The critical modification is marked by the comments. This will prevent the left-side dip in the voom trend, but it will not eliminate any of the other problems associated with fitting a linear model to (the logarithm of) very low count values. I cannot say whether this alone would be enough to "fix" the limma voom algorithm for low counts.

Another option, though one that would require a lot more work, is to switch to Salmon or Kallisto for gene quantification with bootstrap resampling and Sleuth for differential expression testing. Sleuth uses the bootstrap samples from Kallisto/Salmon to more directly quantify the uncertainty in expression estimates, rather than fitting a trend line as voom does, so it should not have the same problem as the voom trend at low counts (although I cannot say what other problems this approach might have for low counts, having not tried it before).

I agree with Aaron. If you need to push the envelope regarding low count genes, then edgeR QL pipeline will handle the low counts more effectively than limma, and it can certainly handle a few hundred samples without any difficulty.

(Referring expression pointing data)
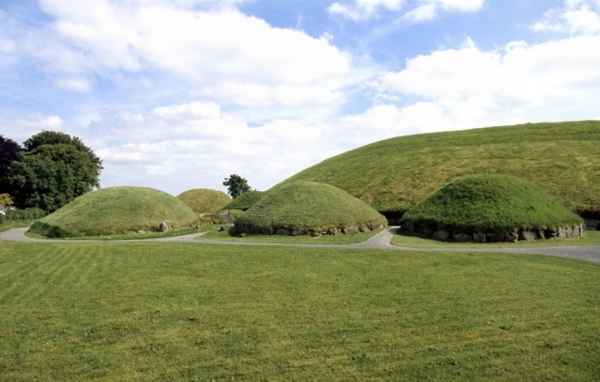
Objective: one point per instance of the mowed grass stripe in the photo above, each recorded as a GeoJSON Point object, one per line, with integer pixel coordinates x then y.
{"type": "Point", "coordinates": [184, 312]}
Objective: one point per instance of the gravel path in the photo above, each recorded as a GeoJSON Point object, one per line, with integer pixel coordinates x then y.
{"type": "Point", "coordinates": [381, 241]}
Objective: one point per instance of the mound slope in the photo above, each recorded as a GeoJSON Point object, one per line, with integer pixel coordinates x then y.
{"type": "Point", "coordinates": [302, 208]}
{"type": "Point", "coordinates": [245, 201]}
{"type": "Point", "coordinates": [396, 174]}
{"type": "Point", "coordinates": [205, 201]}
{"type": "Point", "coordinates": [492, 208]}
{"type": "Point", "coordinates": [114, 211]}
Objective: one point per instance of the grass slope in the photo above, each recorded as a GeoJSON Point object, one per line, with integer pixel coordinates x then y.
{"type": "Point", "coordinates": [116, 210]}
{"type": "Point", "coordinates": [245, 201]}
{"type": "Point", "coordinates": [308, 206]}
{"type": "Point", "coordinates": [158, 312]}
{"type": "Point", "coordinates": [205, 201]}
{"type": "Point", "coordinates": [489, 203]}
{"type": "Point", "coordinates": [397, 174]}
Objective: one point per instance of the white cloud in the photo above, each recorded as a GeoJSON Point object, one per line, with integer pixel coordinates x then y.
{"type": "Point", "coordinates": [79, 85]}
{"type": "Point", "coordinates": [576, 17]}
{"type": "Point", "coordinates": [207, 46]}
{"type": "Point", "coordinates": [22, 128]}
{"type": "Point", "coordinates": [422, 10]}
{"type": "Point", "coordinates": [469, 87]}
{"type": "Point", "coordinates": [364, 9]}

Instructions to follow: Resume the forum discussion about low-count genes in limma voom, continuing from its last sentence.

Result:
If want to keep trying limma, then here are a few suggestions:

1. I would use limma-trend rather than limma-voom. This has essentially the same filtering requirements as voom, but will be faster and just as correct for your data.
2. Filtering on aveLogCPM will be overly conservative for your data.I suggest you instead try keeping genes that have at least 10 reads in at least K samples, where K might perhaps be as low as 2. You will have to decide what value of K makes sense for your data.
3. Fit the linear model using eBayes(fit, robust=TRUE, trend=TRUE) and the examine plotSA(fit). If the plot looks too problematic, then you should probably move to edgeR. The plot doesn't need to be strictly monotonic, but any dip on the left should be not be so sharp that the loess curve can't follow it accurately.